• Task to complete
How many lines in the records below contain the string "grey"? Case must match; reply with the number only.

• Point-based annotation data
···
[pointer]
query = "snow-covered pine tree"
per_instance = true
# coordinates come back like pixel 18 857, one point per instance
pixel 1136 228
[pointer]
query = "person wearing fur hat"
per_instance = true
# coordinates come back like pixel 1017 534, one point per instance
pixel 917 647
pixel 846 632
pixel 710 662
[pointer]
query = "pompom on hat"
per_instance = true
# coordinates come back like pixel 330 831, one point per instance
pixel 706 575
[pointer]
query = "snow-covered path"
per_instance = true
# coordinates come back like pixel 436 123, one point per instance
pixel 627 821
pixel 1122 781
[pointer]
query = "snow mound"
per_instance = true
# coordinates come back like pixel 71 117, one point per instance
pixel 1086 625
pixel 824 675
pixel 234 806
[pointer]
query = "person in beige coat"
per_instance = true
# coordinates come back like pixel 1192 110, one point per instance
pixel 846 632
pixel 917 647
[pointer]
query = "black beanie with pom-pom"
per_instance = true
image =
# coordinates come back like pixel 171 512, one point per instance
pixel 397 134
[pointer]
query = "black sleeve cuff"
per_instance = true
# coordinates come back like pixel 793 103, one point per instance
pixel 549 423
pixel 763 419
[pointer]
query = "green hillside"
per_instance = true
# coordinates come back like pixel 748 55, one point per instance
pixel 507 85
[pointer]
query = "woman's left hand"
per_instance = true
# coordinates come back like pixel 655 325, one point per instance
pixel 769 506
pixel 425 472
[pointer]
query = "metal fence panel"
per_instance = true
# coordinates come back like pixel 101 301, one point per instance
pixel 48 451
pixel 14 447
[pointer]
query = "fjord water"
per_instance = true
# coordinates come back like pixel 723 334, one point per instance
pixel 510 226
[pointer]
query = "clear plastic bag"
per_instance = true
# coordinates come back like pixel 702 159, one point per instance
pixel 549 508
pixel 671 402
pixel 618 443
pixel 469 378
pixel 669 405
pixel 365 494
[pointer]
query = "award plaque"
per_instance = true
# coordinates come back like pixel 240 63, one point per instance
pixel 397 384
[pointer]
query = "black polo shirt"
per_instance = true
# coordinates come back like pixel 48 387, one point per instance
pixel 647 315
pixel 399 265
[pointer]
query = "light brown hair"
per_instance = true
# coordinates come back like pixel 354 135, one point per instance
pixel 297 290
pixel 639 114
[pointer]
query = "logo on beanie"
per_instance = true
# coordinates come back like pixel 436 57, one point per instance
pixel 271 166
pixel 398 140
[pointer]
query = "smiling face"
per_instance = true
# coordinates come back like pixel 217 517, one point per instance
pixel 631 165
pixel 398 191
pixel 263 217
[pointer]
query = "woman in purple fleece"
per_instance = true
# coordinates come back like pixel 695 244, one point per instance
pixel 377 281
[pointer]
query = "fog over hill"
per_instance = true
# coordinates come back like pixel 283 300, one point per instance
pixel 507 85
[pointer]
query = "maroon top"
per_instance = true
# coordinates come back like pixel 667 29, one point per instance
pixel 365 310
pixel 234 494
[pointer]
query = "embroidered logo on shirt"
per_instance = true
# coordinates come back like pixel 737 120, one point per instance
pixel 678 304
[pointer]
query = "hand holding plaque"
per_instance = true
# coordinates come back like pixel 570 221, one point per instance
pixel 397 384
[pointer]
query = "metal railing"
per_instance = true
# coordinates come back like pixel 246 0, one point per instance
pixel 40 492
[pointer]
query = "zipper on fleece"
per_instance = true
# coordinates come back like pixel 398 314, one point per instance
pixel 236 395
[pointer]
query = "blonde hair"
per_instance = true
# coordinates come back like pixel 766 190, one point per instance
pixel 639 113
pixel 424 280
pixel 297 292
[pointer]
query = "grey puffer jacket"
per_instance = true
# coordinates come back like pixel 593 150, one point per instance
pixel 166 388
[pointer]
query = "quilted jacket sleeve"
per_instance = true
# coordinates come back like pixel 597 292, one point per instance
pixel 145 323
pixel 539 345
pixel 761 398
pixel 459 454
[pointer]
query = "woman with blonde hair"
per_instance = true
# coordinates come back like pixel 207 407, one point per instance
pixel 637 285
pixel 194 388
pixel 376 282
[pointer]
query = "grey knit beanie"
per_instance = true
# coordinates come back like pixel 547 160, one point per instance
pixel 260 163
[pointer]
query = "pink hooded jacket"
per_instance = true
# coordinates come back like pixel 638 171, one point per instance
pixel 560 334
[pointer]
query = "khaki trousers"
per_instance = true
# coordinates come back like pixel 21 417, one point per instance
···
• The completed task
2